**QUOTED TEXT**:
For Filipinos, Miss Universe is regarded as an important national holiday. Members of the working class within the LGBTQIA+ community would file for Annual Leave to ensure they do not miss out the live telecast of the finals night. After months, even years of planning, hardwork and preparation to compete in the national competition and preparing for the global finale, this is the much awaited clincher. Fans like me, continue to remain excited in cheering and supporting our delegate and other competitive women from all over the world.

If the world has Football and the World Cup, Filipinos have MISS UNIVERSE! Miss Universe is the 'Olympics' of beauty.

Capili (2003) posited in the book, "Mabuhay to Beauty: Profiles of Beauties, Essays on Pageants" that Filipinos' national past times can be coined as the '3Bs' - Basketball, Boxing and Beauty Pageants. Indeed, beauty competitions are being held everywhere and almost every week, attracting candidates from all over the country. This popularity acknowledged the candidates' hope of not only clinching a title, but in making it a launching pad for their future careers, networking with the society's elite, and most recently, in pushing for their advocacies. The latter necessitates more discourse, in my opinion.

**ENTRIES PROVIDED**:

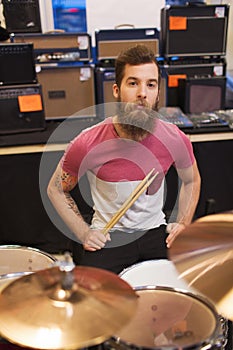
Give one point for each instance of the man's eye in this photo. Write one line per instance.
(152, 85)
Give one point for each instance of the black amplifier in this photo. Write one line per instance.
(194, 30)
(68, 90)
(21, 109)
(17, 64)
(109, 42)
(22, 16)
(190, 68)
(58, 47)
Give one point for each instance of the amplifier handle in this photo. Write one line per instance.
(124, 25)
(55, 31)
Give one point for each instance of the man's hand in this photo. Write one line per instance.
(174, 229)
(95, 240)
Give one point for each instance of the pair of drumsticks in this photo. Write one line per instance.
(142, 186)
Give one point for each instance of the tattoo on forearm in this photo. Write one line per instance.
(71, 204)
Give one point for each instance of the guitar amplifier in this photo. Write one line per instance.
(194, 30)
(190, 68)
(58, 47)
(22, 16)
(109, 42)
(105, 78)
(67, 90)
(21, 109)
(17, 64)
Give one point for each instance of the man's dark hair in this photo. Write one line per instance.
(136, 55)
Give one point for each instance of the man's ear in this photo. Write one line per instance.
(115, 90)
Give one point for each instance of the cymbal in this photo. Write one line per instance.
(211, 231)
(203, 256)
(55, 309)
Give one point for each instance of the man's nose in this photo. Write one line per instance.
(142, 91)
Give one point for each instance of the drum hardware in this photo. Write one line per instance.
(203, 256)
(65, 307)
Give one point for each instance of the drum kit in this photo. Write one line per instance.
(184, 302)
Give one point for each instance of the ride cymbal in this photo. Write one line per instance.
(203, 256)
(55, 309)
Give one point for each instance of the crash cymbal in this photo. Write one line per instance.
(211, 274)
(212, 231)
(55, 309)
(203, 256)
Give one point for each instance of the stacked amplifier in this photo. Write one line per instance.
(109, 42)
(21, 102)
(193, 43)
(65, 71)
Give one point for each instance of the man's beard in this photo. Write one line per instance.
(136, 119)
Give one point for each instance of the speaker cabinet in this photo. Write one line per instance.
(202, 95)
(58, 47)
(67, 90)
(193, 30)
(17, 64)
(22, 16)
(21, 109)
(109, 42)
(188, 68)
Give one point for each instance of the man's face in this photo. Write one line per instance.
(138, 95)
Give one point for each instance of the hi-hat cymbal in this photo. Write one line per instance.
(203, 256)
(54, 309)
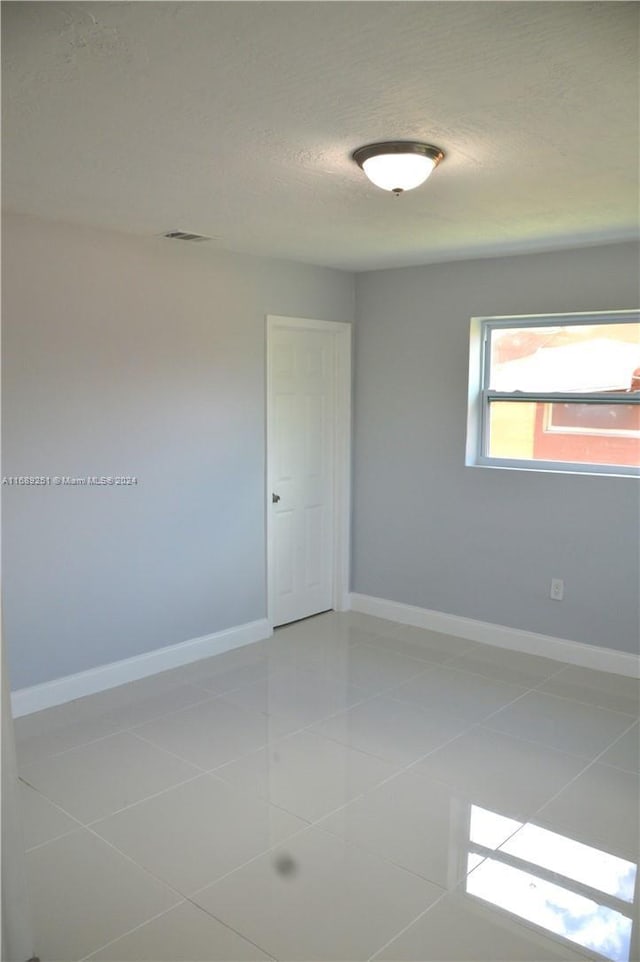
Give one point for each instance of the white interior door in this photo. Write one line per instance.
(302, 435)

**SET EXERCISE**: Extend the passage on Filipinos and Miss Universe, picking up right after its final sentence.

**EXERCISE RESPONSE**:
Despite this, I agree that our fascination for pageants like Miss Universe has brought forth certain impacts. Initially, when powerhouse countries like USA, Venezuela and other Latin American countries dominated the competition, Filipino queens attempted to fit into this 'mold'. Our 'Westernised' appreciation of beauty led to an increased popularity of surgeries enhancing one's look. It was then when the Philippines resurged in the pageant scene that Asian features began to receive attention. Now that Thailand, Indonesia, Vietnam have also stepped up their game, the 'Oriental' beauty is now being celebrated and recognised as well. On top of that, Miss Universe is now owned by a Thailand-based conglomerate. These indicators seems seems to transpire a new direction, as pageant fandom and 'commercialisation' has shifted to pageantry's current biggest market - Asia.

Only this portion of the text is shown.